──────── EXCERTO SELECIONADO

Uma circular do fisco "apagou" os litígios ligados aos pedidos de "residentes não-habituais" para reduzir o IRS durante dez anos

Numa circular do fisco, o Governo deu razão aos contribuintes que pediram o benefício fiscal de "residente não-habitual" e que estavam em litígio com o fisco desde 2009. O Governo desmente contradições com o memorando da troika e qualquer intervenção do secretário de Estado Paulo Núncio nas mexidas que vieram beneficiar antigos clientes seus, quando era advogado do escritório Garrigues & Associados.

O regime fiscal dos não-residentes foi criado em 2009 (decreto-lei 249/2009) como forma de incentivar a residência em Portugal de profissões de "elevado valor acrescentado, com carácter científico, artístico ou técnico", de investidores e administradores. Mas, segundo os advogados ouvidos pelo PÚBLICO, o fisco era contrário à sua aplicação.

────────────────
──────── DADOS FORNECIDOS

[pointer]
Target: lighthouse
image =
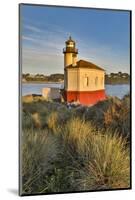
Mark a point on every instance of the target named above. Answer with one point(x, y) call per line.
point(83, 80)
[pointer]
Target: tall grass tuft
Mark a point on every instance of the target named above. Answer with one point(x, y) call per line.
point(108, 166)
point(39, 151)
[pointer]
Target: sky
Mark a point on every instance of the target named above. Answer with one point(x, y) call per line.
point(101, 36)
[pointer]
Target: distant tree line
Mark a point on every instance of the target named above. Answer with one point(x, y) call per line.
point(117, 78)
point(112, 78)
point(43, 78)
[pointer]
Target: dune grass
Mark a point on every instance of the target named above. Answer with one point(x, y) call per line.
point(79, 149)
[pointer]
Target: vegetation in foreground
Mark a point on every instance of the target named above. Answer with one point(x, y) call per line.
point(83, 148)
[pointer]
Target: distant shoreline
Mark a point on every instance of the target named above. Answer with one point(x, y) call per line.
point(40, 82)
point(43, 82)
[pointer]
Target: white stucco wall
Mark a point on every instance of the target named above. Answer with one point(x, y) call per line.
point(84, 79)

────────────────

INSTRUÇÕES DA TAREFA. Cite o trecho do excerto sobre os residentes não-habituais que vai de "Numa circular do" até "à sua aplicação.", inclusive.

RESULTADO DO EXERCÍCIO.
Numa circular do fisco, o Governo deu razão aos contribuintes que pediram o benefício fiscal de "residente não-habitual" e que estavam em litígio com o fisco desde 2009. O Governo desmente contradições com o memorando da troika e qualquer intervenção do secretário de Estado Paulo Núncio nas mexidas que vieram beneficiar antigos clientes seus, quando era advogado do escritório Garrigues & Associados.

O regime fiscal dos não-residentes foi criado em 2009 (decreto-lei 249/2009) como forma de incentivar a residência em Portugal de profissões de "elevado valor acrescentado, com carácter científico, artístico ou técnico", de investidores e administradores. Mas, segundo os advogados ouvidos pelo PÚBLICO, o fisco era contrário à sua aplicação.